Exercises to complete:
a) In the records, take the lines from the one holding "one marker per instance, written like [1259,671]" through the end of the records, inclusive, and swap "cotton candy machine" for "popcorn machine". Return only those lines.
b) Carry on the article about the Big Country album Driving to Damascus from the point where it stops.

Selected passage:
** start **

Studio album by Big Country
- Released: 23 August 1999
- Recorded: Rockfield Studios, Monmouth, Wales, January-May 1999
- Genre: Heartland rock
- Length: 56:49
- Label: Track
- Producer: Big Country, Rafe McKenna

Big Country chronology
| Eclectic (1996) | Driving to Damascus (1999) | The Journey (2013) |

Alternative cover
- Cover of the 2002 U.S. remaster of the album, renamed John Wayne's Dream.

Singles from Driving to Damascus
- "Fragile Thing" Released: 3 August 1999; "See You" / "Perfect World" Released: 25 October 1999; "Somebody Else" Released: 30 May 2000;

= Driving to Damascus =

Driving to Damascus is the eighth studio album by Scottish rock band Big Country. It was released in August 1999 as both a standard edition and a limited edition digipack, and with bonus tracks in 2002. In the U.S., it was released under a different name, John Wayne's Dream. The limited-edition version featured different cover artwork, and included two tracks by Stuart Adamson's alt-country side project, The Raphaels ("Shattered Cross" and "Too Many Ghosts", subsequently released on the 2001 album Supernatural), although there was no indication in the credits that these were not by Big Country.

** end **

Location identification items
** start **

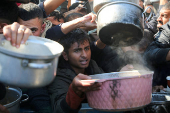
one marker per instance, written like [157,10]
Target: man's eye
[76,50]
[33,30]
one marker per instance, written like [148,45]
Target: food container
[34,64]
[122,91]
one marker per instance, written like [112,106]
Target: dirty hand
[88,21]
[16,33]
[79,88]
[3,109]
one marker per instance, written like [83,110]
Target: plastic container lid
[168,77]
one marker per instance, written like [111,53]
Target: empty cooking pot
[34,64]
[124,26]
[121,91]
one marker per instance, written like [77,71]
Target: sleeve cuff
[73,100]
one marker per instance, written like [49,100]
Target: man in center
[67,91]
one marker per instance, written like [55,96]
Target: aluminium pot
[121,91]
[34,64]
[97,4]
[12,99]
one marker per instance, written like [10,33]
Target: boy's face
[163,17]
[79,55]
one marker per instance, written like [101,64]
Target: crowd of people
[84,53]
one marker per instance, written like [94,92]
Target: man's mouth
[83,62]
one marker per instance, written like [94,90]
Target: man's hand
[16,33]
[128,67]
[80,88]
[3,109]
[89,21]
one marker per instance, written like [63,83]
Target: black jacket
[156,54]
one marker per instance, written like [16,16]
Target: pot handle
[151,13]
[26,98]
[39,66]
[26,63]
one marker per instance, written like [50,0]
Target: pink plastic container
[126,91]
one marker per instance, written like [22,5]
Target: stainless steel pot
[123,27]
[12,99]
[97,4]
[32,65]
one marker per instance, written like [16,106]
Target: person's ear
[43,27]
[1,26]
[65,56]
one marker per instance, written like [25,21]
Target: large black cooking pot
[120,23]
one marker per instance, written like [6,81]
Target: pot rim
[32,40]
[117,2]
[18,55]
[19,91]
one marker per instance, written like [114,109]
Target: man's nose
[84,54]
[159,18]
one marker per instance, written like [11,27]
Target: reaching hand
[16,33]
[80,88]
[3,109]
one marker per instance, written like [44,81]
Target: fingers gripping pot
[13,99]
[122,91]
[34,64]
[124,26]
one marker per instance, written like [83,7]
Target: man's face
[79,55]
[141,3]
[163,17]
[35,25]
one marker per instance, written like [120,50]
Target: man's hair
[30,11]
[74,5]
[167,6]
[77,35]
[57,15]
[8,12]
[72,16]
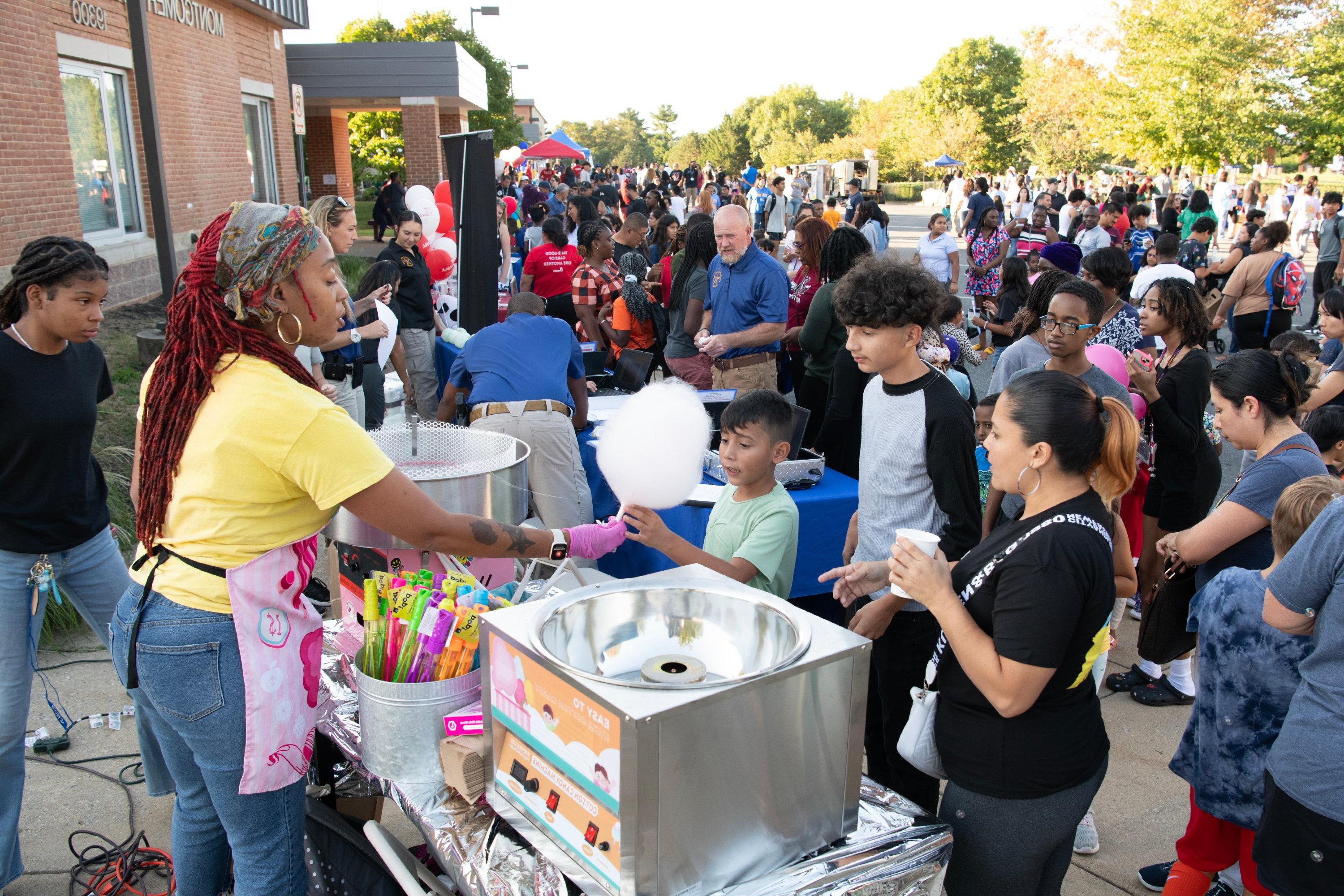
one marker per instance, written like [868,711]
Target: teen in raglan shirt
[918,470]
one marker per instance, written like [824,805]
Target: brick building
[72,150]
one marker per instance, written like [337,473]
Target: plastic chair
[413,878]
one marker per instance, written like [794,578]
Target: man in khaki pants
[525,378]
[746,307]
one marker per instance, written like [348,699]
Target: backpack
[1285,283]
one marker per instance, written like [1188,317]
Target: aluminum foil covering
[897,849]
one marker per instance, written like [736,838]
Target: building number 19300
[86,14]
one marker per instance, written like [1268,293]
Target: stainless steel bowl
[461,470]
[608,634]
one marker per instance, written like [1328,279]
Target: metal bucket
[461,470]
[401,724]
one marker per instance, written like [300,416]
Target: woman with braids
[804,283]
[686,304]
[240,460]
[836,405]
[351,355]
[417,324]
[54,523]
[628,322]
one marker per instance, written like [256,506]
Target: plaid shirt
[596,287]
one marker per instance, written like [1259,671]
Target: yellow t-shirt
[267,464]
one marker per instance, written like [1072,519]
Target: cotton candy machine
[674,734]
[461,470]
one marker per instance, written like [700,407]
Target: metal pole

** end **

Exercise results:
a)
one marker per instance, written like [1259,671]
Target: yellow t-shirt
[267,464]
one marker per instance, written like [1072,519]
Target: popcorn machine
[674,734]
[461,470]
one marker per instance, written like [700,407]
Target: metal pole

b)
Driving to Damascus marks the band's last studio album to feature vocalist Stuart Adamson (who would die in 2001) and bassist Tony Butler (who retired from the band in 2012), and the last studio album until The Journey was released in 2013 with the Alarm vocalist Mike Peters taking over for Adamson and Simple Minds bassist Derek Forbes replacing Butler.

The album was re-released on both CD and vinyl format to celebrate the band's 30th anniversary in 2012.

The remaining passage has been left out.